* _What the exercise asks_
Reproduce the forum thread on field turnout headcollars verbatim, from its title line to its final sentence.

* _Extract_
# Field turnout headcollars - which is best?



## LizGooch1 (28 July 2008)

Help! My little TB is very hard to catch, its not so much the going up to her its the putting the headcollar on (she is headshy). So I've resorted to having to leave headcollar on.

I want to buy a proper fieldsafe headcollar but which is best? Also being TB things tend to rub her head easily so are there any that dont rub as much? I guess the fewer buckles the better?!

Thankies for any suggestions!!


----------



## Maesfen (28 July 2008)

Leather is far better than anything else TBH.  You can get cheaper ones from £5 - 10 (some on ebay if you're not near a market) and these are plenty good and strong enough to turn out in.   At that price, if they do lose them or break it, in can either be fixed or replaced, it's not such a drama as using an expensive 'best' one!  I use them all the time and have never had any problems with them and I refuse point blank to let a nylon one of any description be left on one in my fields.  Nylon ones, however well they're made - and some aren't -  also can make them sweaty so that they rub and the next thing you know they're caught up on something.
I'd rather they broke a leather one than broke their neck if I'm honest!


----------



## RachelB (28 July 2008)

My horse has to wear a muzzle in the field, one of those Greenguard ones that has to be attached to a headcollar. I would NEVER put it on a nylon one because, as MFH says, nylon is not designed to break and the horse's neck would break first in most cases. My horse has a cheapie leather headcollar.
I tried using the Aerborn field headcollar with the rubber rings in but my pony, who was difficult to catch (hence the headcollar in field), kept breaking it off! She then learnt she could pull away when I had caught her and break loose before I got her leading headcollar on her so that was a wasted effort! You can now buy headcollars with the throat catch that attaches to one of two rings - they have a velcro one (attach clip to this one whilst horse is in field, headcollar then becomes "field safe") and a normal one (attach clip to this whilst leading). That way, if your horse is head-shy, you don't have to change headcollars to lead it back in. I think it was Cottage Craft who made them.

* _Listing_
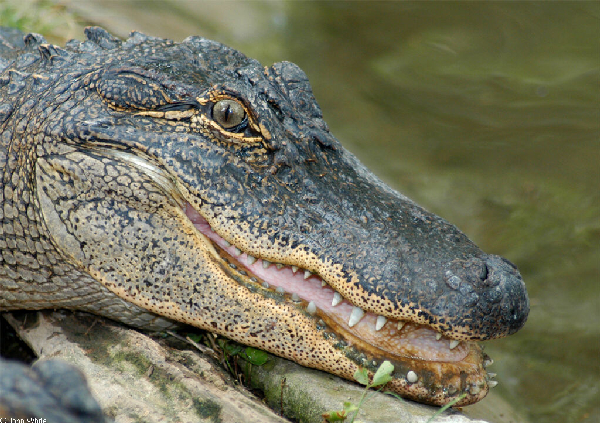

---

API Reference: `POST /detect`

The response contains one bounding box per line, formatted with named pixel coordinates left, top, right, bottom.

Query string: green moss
left=0, top=0, right=85, bottom=44
left=194, top=398, right=222, bottom=423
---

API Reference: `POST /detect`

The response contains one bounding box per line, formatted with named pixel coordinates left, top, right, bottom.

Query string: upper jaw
left=185, top=204, right=478, bottom=361
left=185, top=205, right=495, bottom=405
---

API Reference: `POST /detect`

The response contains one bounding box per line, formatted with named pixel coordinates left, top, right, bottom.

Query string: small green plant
left=322, top=361, right=466, bottom=423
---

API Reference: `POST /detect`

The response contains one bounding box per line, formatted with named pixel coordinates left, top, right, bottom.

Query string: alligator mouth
left=183, top=203, right=496, bottom=400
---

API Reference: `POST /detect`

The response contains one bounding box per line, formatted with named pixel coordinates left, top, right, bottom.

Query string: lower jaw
left=185, top=204, right=489, bottom=406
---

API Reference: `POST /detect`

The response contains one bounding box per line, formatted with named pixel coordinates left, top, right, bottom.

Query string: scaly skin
left=0, top=28, right=529, bottom=405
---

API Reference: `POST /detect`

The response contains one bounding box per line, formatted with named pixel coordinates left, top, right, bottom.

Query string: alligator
left=0, top=27, right=529, bottom=406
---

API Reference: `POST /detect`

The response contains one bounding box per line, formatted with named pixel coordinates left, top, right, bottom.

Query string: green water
left=4, top=1, right=600, bottom=423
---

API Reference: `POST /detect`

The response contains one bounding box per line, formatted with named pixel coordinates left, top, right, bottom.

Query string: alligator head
left=0, top=28, right=529, bottom=405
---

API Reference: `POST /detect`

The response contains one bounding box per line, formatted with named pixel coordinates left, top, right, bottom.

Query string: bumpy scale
left=0, top=28, right=529, bottom=405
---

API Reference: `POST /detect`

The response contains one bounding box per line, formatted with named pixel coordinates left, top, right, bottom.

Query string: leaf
left=344, top=401, right=358, bottom=415
left=245, top=347, right=269, bottom=366
left=370, top=360, right=394, bottom=386
left=354, top=367, right=369, bottom=385
left=321, top=411, right=348, bottom=422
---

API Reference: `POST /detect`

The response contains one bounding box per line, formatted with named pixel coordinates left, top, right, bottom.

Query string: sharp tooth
left=348, top=307, right=365, bottom=327
left=375, top=316, right=387, bottom=330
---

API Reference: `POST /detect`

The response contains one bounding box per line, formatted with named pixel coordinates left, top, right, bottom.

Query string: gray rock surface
left=5, top=311, right=521, bottom=423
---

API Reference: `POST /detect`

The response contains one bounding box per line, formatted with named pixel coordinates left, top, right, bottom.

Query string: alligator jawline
left=183, top=203, right=478, bottom=363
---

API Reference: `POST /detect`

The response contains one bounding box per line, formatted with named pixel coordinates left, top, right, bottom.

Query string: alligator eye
left=212, top=99, right=248, bottom=131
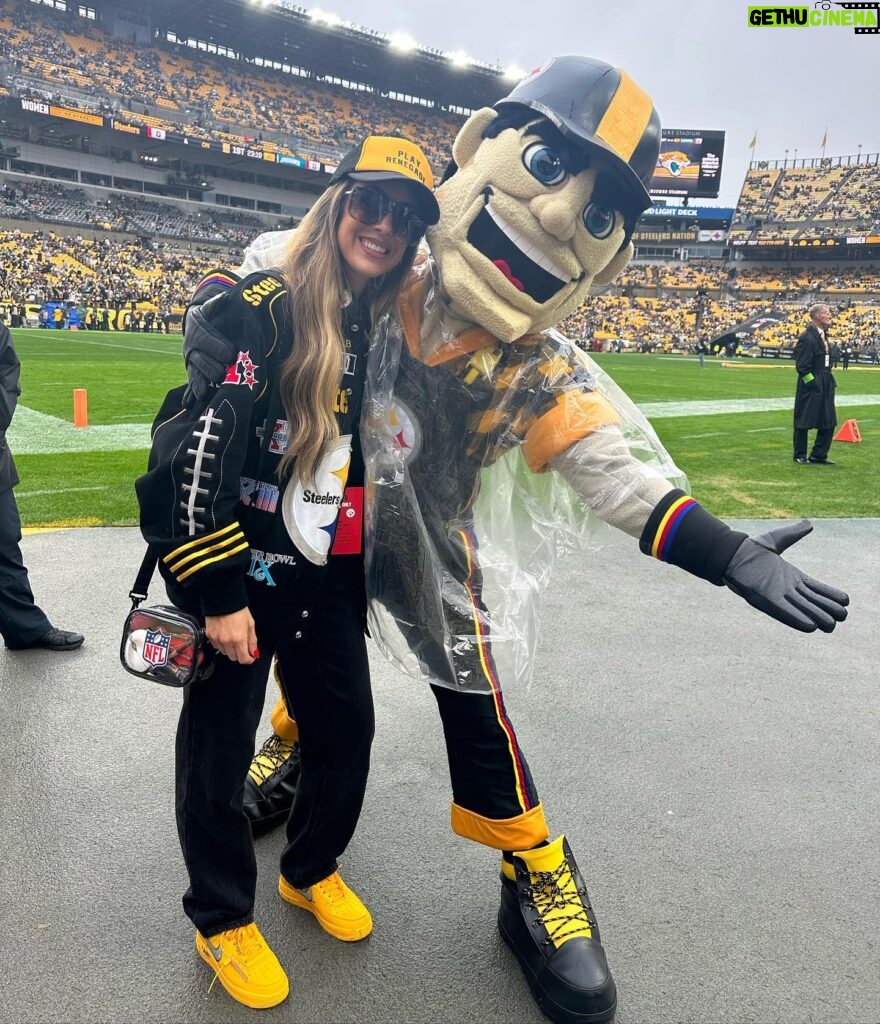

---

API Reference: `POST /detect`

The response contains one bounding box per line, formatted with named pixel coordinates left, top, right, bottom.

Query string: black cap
left=330, top=135, right=439, bottom=225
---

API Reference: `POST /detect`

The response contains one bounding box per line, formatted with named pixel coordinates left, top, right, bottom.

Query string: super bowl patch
left=268, top=420, right=290, bottom=455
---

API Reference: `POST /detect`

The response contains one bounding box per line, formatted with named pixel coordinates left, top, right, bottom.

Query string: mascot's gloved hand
left=183, top=302, right=236, bottom=406
left=723, top=519, right=849, bottom=633
left=638, top=488, right=849, bottom=633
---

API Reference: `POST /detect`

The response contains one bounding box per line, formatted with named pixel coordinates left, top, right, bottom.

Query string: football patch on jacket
left=281, top=434, right=351, bottom=565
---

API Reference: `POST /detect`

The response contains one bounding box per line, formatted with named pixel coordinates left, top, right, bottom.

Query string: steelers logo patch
left=388, top=398, right=422, bottom=462
left=281, top=434, right=351, bottom=565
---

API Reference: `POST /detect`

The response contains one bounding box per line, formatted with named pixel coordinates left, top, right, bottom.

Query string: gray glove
left=724, top=519, right=849, bottom=633
left=183, top=296, right=236, bottom=406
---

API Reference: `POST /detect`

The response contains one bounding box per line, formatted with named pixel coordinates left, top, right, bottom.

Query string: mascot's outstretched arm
left=550, top=428, right=849, bottom=633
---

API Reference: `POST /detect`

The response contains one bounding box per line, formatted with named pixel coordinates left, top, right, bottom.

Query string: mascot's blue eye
left=584, top=203, right=615, bottom=239
left=522, top=142, right=565, bottom=185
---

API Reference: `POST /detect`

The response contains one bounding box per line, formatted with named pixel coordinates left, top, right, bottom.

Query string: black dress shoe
left=245, top=733, right=300, bottom=836
left=498, top=836, right=617, bottom=1024
left=6, top=626, right=85, bottom=650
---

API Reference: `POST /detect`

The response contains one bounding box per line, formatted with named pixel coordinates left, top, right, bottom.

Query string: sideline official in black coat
left=0, top=324, right=83, bottom=650
left=794, top=303, right=837, bottom=466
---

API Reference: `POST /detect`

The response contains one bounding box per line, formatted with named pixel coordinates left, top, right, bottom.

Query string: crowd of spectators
left=615, top=259, right=880, bottom=299
left=0, top=230, right=227, bottom=311
left=559, top=294, right=880, bottom=353
left=729, top=163, right=880, bottom=240
left=0, top=178, right=282, bottom=249
left=0, top=0, right=463, bottom=171
left=0, top=222, right=880, bottom=356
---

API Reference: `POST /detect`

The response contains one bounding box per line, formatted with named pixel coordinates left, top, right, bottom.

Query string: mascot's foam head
left=428, top=56, right=660, bottom=341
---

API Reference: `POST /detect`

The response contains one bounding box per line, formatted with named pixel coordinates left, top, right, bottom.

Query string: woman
left=136, top=136, right=439, bottom=1007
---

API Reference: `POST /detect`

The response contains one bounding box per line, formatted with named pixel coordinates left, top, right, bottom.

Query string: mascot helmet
left=495, top=56, right=660, bottom=210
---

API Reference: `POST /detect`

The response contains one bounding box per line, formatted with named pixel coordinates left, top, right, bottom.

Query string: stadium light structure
left=308, top=7, right=343, bottom=29
left=447, top=50, right=473, bottom=68
left=388, top=32, right=419, bottom=53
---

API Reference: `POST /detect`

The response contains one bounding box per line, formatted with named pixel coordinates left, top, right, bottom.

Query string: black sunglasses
left=345, top=184, right=427, bottom=246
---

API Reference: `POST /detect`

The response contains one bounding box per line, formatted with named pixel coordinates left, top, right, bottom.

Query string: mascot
left=179, top=56, right=848, bottom=1024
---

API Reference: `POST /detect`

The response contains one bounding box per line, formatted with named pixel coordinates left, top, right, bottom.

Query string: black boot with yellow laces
left=498, top=836, right=617, bottom=1024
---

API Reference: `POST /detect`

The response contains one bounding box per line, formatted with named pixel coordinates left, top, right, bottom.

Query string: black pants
left=794, top=427, right=834, bottom=459
left=0, top=487, right=52, bottom=647
left=177, top=557, right=374, bottom=936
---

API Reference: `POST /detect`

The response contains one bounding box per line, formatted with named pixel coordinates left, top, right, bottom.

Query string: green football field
left=9, top=330, right=880, bottom=527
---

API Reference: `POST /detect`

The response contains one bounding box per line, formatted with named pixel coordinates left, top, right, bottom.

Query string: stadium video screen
left=649, top=128, right=724, bottom=199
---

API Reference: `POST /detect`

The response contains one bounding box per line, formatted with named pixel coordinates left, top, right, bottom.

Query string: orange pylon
left=834, top=420, right=862, bottom=444
left=74, top=387, right=88, bottom=427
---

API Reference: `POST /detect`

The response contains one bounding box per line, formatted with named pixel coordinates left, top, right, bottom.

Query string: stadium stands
left=0, top=0, right=880, bottom=364
left=0, top=0, right=463, bottom=172
left=729, top=158, right=880, bottom=241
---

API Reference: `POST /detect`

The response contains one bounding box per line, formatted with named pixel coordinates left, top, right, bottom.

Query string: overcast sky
left=300, top=0, right=880, bottom=206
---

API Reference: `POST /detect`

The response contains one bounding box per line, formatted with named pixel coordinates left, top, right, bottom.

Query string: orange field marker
left=74, top=387, right=88, bottom=427
left=834, top=420, right=862, bottom=444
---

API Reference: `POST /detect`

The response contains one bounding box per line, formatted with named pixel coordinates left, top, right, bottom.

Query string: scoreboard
left=648, top=128, right=724, bottom=199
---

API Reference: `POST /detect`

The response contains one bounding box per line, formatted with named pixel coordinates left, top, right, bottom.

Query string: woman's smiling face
left=336, top=180, right=416, bottom=295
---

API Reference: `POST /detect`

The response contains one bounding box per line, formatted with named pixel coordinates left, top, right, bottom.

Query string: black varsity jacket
left=135, top=270, right=370, bottom=615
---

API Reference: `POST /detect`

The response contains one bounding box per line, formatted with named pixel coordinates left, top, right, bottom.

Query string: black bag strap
left=128, top=547, right=159, bottom=611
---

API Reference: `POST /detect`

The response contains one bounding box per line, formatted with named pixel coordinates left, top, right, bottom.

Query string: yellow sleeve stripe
left=168, top=529, right=245, bottom=575
left=176, top=541, right=249, bottom=583
left=162, top=521, right=242, bottom=564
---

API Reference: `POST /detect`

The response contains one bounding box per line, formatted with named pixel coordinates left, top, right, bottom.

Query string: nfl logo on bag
left=143, top=630, right=171, bottom=667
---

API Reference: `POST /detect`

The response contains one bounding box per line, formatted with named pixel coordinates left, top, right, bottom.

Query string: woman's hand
left=205, top=608, right=259, bottom=665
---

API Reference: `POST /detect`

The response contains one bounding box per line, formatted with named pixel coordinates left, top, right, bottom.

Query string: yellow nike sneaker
left=196, top=924, right=290, bottom=1010
left=278, top=871, right=373, bottom=942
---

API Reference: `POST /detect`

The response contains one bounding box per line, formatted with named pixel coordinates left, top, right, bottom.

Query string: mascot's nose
left=529, top=188, right=581, bottom=242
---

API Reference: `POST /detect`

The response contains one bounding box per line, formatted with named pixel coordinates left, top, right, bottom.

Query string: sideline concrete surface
left=0, top=519, right=880, bottom=1024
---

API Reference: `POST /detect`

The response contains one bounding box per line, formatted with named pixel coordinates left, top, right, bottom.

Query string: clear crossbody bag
left=119, top=548, right=214, bottom=686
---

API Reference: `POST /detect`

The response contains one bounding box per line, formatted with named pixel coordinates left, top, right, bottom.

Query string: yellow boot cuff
left=271, top=697, right=299, bottom=743
left=452, top=803, right=550, bottom=850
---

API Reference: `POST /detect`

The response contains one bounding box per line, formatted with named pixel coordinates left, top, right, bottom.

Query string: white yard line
left=7, top=393, right=880, bottom=455
left=49, top=338, right=183, bottom=359
left=15, top=484, right=110, bottom=499
left=638, top=393, right=880, bottom=420
left=6, top=406, right=150, bottom=455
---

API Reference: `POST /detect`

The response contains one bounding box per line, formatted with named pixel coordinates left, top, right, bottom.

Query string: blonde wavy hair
left=279, top=178, right=418, bottom=484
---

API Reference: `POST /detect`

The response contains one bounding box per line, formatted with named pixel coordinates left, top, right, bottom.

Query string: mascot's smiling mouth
left=467, top=189, right=583, bottom=303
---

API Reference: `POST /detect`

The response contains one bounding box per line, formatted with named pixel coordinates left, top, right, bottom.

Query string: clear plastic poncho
left=361, top=260, right=686, bottom=692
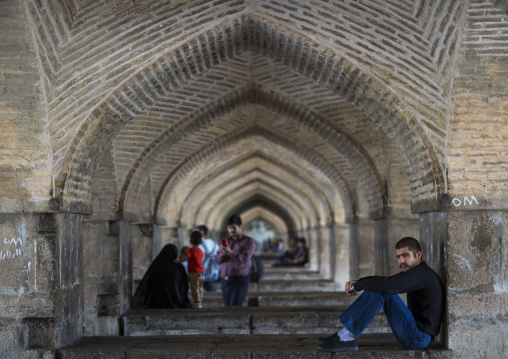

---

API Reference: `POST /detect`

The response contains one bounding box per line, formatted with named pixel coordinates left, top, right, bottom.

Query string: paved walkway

* _Solution below_
# Field turnout headcollars - which is best?



## LizGooch1 (28 July 2008)

Help! My little TB is very hard to catch, its not so much the going up to her its the putting the headcollar on (she is headshy). So I've resorted to having to leave headcollar on.

I want to buy a proper fieldsafe headcollar but which is best? Also being TB things tend to rub her head easily so are there any that dont rub as much? I guess the fewer buckles the better?!

Thankies for any suggestions!!


----------



## Maesfen (28 July 2008)

Leather is far better than anything else TBH.  You can get cheaper ones from £5 - 10 (some on ebay if you're not near a market) and these are plenty good and strong enough to turn out in.   At that price, if they do lose them or break it, in can either be fixed or replaced, it's not such a drama as using an expensive 'best' one!  I use them all the time and have never had any problems with them and I refuse point blank to let a nylon one of any description be left on one in my fields.  Nylon ones, however well they're made - and some aren't -  also can make them sweaty so that they rub and the next thing you know they're caught up on something.
I'd rather they broke a leather one than broke their neck if I'm honest!


----------



## RachelB (28 July 2008)

My horse has to wear a muzzle in the field, one of those Greenguard ones that has to be attached to a headcollar. I would NEVER put it on a nylon one because, as MFH says, nylon is not designed to break and the horse's neck would break first in most cases. My horse has a cheapie leather headcollar.
I tried using the Aerborn field headcollar with the rubber rings in but my pony, who was difficult to catch (hence the headcollar in field), kept breaking it off! She then learnt she could pull away when I had caught her and break loose before I got her leading headcollar on her so that was a wasted effort! You can now buy headcollars with the throat catch that attaches to one of two rings - they have a velcro one (attach clip to this one whilst horse is in field, headcollar then becomes "field safe") and a normal one (attach clip to this whilst leading). That way, if your horse is head-shy, you don't have to change headcollars to lead it back in. I think it was Cottage Craft who made them.